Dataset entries

begin

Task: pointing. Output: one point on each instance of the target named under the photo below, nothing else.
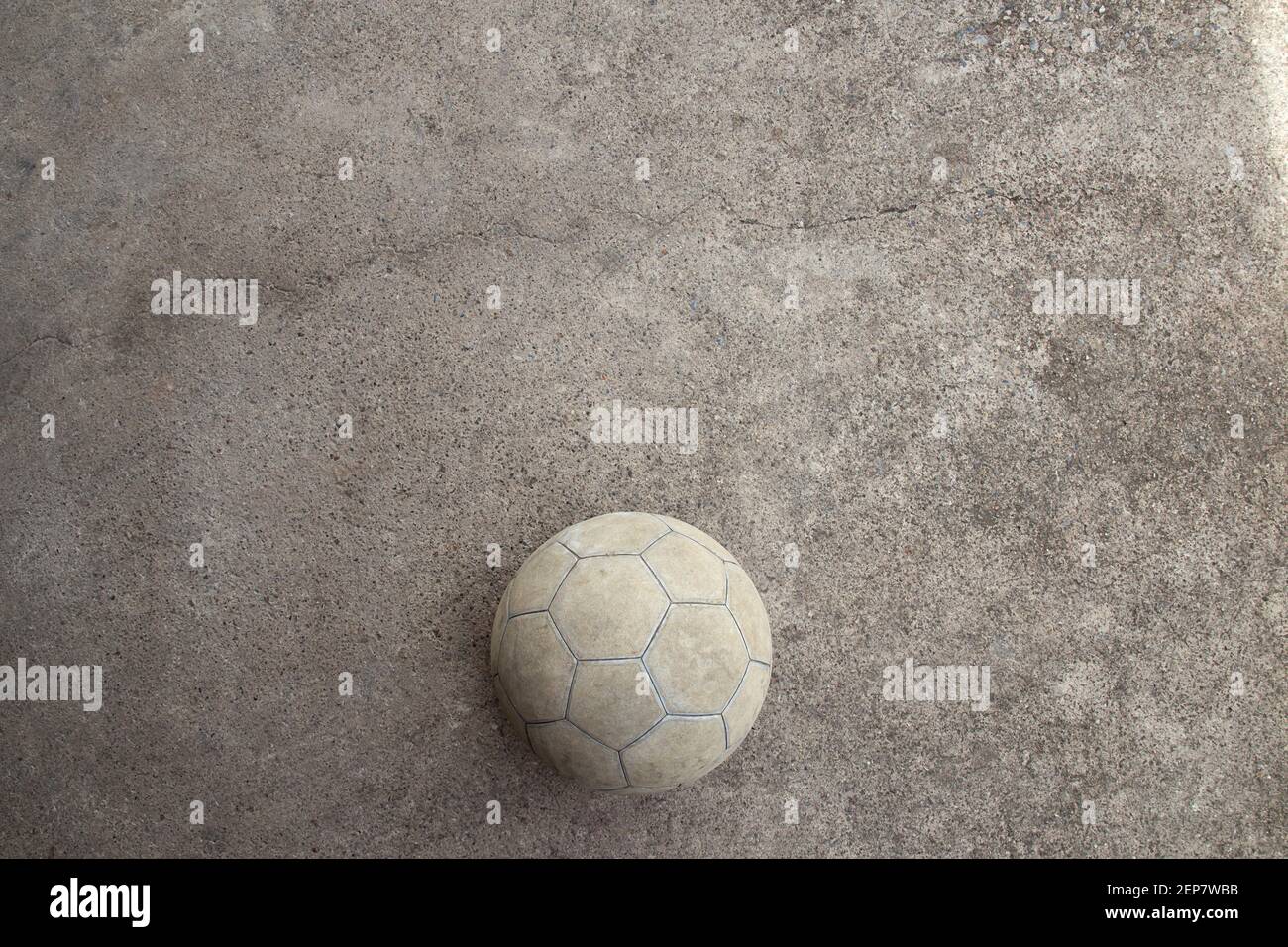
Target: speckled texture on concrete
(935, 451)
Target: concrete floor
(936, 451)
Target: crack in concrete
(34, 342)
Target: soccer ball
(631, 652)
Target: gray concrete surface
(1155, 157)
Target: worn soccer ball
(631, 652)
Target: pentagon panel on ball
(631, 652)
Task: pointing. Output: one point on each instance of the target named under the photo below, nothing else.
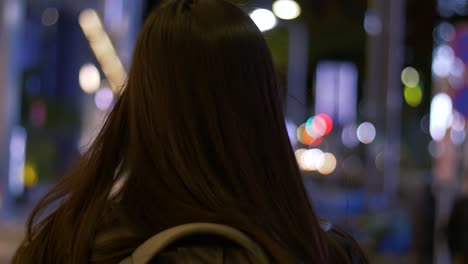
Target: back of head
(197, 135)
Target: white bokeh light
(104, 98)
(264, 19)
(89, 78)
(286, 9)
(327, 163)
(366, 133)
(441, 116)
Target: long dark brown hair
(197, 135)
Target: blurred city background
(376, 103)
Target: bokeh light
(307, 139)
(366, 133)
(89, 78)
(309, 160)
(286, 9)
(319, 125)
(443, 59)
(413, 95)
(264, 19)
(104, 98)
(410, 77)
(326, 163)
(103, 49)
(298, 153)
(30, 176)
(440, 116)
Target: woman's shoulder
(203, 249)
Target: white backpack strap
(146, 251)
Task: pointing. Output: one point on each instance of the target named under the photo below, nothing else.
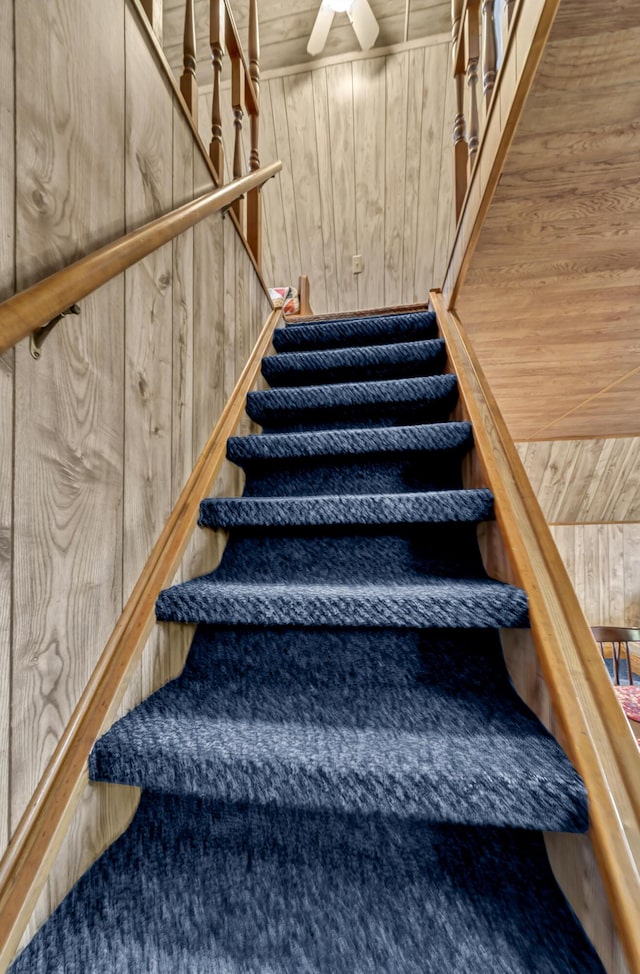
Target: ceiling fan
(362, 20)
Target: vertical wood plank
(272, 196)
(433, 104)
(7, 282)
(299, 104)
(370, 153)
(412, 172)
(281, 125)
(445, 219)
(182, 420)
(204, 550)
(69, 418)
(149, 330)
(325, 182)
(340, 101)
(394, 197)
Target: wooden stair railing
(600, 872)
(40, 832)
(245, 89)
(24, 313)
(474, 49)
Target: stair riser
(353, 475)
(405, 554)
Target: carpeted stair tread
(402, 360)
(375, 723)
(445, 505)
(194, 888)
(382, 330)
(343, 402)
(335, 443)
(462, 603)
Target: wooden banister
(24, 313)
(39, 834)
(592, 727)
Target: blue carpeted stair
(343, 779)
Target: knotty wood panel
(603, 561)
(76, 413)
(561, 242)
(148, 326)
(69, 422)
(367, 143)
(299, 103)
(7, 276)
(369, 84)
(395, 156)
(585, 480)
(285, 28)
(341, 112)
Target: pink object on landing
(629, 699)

end

* **INSTRUCTIONS TO FOLLOW**
Change every "concrete" in the entries above to "cement" and write the entries out again with nothing else altered. Omit the pictures from your answer.

* **SOLUTION TO THIS PROBLEM**
Task: pointing. Output: one point on each instance of the target named under the photo below, nothing else.
Target: speckled texture on cement
(935, 451)
Target: cement floor
(936, 451)
Target: crack in cement
(34, 342)
Target: soccer ball
(631, 652)
Target: gray cement surface
(1155, 157)
Target: worn soccer ball
(631, 652)
Target: pentagon panel on ball
(631, 652)
Task: pointing. Output: one point on each instance of the target named under the photo below, nothing else.
Target: back of head
(197, 135)
Target: white bokeh light
(104, 98)
(264, 19)
(89, 78)
(286, 9)
(327, 163)
(366, 133)
(441, 116)
Target: long dark brown hair
(197, 135)
Target: blurred city background
(376, 103)
Target: bokeh light
(307, 139)
(366, 133)
(89, 78)
(309, 160)
(286, 9)
(319, 125)
(443, 59)
(413, 95)
(264, 19)
(104, 98)
(410, 77)
(326, 163)
(103, 49)
(298, 153)
(30, 176)
(440, 116)
Target: woman's shoulder
(203, 249)
Target: white backpack strap
(146, 251)
Task: pointing. Output: one point on each instance of the target named under the photo below, nothing else.
Target: ceiling fan
(362, 20)
Target: vertical wood plank
(272, 196)
(433, 104)
(7, 282)
(299, 104)
(370, 153)
(412, 172)
(281, 125)
(445, 219)
(182, 420)
(204, 550)
(69, 418)
(149, 330)
(325, 182)
(340, 101)
(394, 197)
Target: wooden stair railing
(600, 872)
(40, 832)
(245, 89)
(24, 313)
(474, 49)
Target: stair riser
(353, 475)
(405, 554)
Target: carpeted stair tread
(402, 360)
(375, 723)
(445, 505)
(194, 888)
(382, 330)
(343, 402)
(335, 443)
(462, 603)
Target: wooden banister
(24, 313)
(39, 834)
(592, 727)
Target: blue carpeted stair
(343, 779)
Target: knotty wood panel
(603, 561)
(76, 413)
(561, 242)
(148, 326)
(69, 422)
(367, 143)
(299, 103)
(7, 276)
(369, 84)
(395, 156)
(585, 480)
(285, 28)
(341, 112)
Target: pink object on landing
(629, 699)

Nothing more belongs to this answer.